Travail à faire |
A - Traduisez en anglais la phrase suivante, tirée du texte sur la pêche illégale : « Il avait changé six fois de nom, battu pavillon d’autant de nations et modifié ses systèmes d’identification électronique pour semer la confusion chez ses poursuivants. »
B - Recopiez mot pour mot le passage du texte sur la pêche illégale qui va de « Cette affaire – » à « fraudes à l’identité. ».

Texte d'étude |
--------------------------------------------------

Cette affaire – l’une des nombreuses de ce genre menées par l’ENS au cours de la dernière décennie – met en lumière les défis de la lutte contre la criminalité liée à la pêche et le rôle unique d’INTERPOL dans l’apport d’une réponse internationale coordonnée.
À la demande d’INTERPOL, l’Indonésie a saisi en 2018 l’un des navires de pêche pirates les plus recherchés au monde et qui avait échappé à l’interception dans de nombreux pays. Portant le nom d’« ANDREY DOLGOV », « STS-50 », « SEA BREEZ 1 » et beaucoup d’autres encore au cours des dix années passées, le navire était soupçonné de criminalité transnationale liée à la pêche, incluant la pêche illégale, la falsification de documents, la modification frauduleuse du matériel embarqué, les transbordements illégaux au large et d’importantes fraudes à l’identité.
Ce navire était passé maître dans l’art du camouflage. Il avait changé six fois de nom, battu pavillon d’autant de nations et modifié ses systèmes d’identification électronique pour semer la confusion chez ses poursuivants. Pendant des années, il a pêché illégalement dans trois océans, faisant de fausses déclarations des types de poissons débarqués pour éviter les sanctions, utilisant des documents falsifiés pour tromper les autorités, se repliant dans la sécurité relative des eaux internationales chaque fois que le risque d’interception était élevé. Il est estimé qu’il a pêché illégalement dans les océans pour un montant total de 50 millions d’USD en 10 ans.
Après avoir été prévenue par la Nouvelle-Zélande, INTERPOL a publié une notice mauve contre le navire pour pêche INN. Les notices mauves constituent un outil important pour la lutte contre la fraude, car elles permettent à la police du monde entier de partager des informations sur les navires connus ou soupçonnés de se livrer à des activités de pêche illégale.

--------------------------------------------------

Données fournies |
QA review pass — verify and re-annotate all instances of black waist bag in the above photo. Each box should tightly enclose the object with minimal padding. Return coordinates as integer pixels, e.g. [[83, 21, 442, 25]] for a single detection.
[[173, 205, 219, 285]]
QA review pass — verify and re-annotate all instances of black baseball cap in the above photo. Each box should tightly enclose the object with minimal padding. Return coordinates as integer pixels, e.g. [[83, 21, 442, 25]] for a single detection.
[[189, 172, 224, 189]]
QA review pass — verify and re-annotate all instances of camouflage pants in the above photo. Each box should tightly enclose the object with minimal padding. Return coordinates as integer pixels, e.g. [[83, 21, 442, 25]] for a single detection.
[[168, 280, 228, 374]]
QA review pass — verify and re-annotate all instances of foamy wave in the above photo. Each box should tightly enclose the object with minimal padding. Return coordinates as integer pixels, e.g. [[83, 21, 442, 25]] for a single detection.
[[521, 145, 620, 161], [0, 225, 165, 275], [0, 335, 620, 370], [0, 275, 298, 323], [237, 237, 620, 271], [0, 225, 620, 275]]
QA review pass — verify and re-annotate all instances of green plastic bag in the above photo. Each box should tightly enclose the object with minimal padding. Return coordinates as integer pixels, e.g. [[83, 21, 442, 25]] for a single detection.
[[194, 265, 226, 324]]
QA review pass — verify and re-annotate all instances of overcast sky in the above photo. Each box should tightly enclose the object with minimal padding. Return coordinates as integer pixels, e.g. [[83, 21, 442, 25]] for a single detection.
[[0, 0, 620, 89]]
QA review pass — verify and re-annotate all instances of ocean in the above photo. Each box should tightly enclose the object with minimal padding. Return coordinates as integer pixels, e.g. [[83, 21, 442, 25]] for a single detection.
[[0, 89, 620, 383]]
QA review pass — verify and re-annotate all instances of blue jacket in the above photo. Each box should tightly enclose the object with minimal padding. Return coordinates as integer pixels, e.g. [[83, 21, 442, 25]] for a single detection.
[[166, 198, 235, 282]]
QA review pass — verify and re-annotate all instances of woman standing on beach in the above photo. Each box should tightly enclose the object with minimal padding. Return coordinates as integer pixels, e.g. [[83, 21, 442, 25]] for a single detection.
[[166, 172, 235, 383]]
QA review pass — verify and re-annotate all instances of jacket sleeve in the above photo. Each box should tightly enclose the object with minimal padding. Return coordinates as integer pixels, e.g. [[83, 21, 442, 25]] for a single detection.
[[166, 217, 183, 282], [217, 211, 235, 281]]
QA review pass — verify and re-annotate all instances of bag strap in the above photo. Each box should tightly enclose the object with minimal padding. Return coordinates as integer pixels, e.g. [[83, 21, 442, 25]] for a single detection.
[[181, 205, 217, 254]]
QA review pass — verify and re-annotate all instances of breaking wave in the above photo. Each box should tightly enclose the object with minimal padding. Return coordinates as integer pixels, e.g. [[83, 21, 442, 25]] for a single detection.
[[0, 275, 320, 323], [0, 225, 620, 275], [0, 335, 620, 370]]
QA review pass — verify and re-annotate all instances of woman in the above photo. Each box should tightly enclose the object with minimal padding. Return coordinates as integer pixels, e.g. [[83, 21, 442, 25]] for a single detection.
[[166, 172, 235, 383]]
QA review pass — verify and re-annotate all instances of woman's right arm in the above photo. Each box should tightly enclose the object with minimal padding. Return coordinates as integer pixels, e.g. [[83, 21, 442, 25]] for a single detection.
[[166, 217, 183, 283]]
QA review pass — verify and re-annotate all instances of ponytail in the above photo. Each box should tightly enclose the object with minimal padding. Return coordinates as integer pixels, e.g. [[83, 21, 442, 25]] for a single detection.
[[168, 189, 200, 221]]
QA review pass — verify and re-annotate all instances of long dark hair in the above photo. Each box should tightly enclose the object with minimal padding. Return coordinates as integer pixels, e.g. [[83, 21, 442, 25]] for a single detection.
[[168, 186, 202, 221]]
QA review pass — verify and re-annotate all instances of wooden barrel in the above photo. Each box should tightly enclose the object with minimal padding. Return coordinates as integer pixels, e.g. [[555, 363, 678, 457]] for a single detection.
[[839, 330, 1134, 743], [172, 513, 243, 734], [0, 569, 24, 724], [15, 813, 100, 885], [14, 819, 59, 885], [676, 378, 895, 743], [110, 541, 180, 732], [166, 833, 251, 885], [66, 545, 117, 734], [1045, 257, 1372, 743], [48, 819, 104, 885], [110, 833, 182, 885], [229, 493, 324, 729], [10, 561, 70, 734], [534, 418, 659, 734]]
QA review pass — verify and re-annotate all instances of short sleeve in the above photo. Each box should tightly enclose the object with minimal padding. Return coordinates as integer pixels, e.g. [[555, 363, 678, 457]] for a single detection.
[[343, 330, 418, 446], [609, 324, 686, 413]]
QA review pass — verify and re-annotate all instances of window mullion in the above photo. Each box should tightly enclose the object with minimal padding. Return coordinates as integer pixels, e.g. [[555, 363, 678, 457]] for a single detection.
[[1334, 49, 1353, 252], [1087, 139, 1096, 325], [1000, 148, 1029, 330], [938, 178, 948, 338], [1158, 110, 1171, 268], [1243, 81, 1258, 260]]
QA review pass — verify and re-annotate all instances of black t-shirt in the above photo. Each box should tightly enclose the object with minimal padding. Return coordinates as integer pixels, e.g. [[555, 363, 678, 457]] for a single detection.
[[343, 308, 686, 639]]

--------------------------------------------------

Corrigés détaillés |
A - It had changed its name six times, flown the flags of as many nations and altered its electronic identification systems to confuse its pursuers.

B -
Cette affaire – l’une des nombreuses de ce genre menées par l’ENS au cours de la dernière décennie – met en lumière les défis de la lutte contre la criminalité liée à la pêche et le rôle unique d’INTERPOL dans l’apport d’une réponse internationale coordonnée.
À la demande d’INTERPOL, l’Indonésie a saisi en 2018 l’un des navires de pêche pirates les plus recherchés au monde et qui avait échappé à l’interception dans de nombreux pays. Portant le nom d’« ANDREY DOLGOV », « STS-50 », « SEA BREEZ 1 » et beaucoup d’autres encore au cours des dix années passées, le navire était soupçonné de criminalité transnationale liée à la pêche, incluant la pêche illégale, la falsification de documents, la modification frauduleuse du matériel embarqué, les transbordements illégaux au large et d’importantes fraudes à l’identité.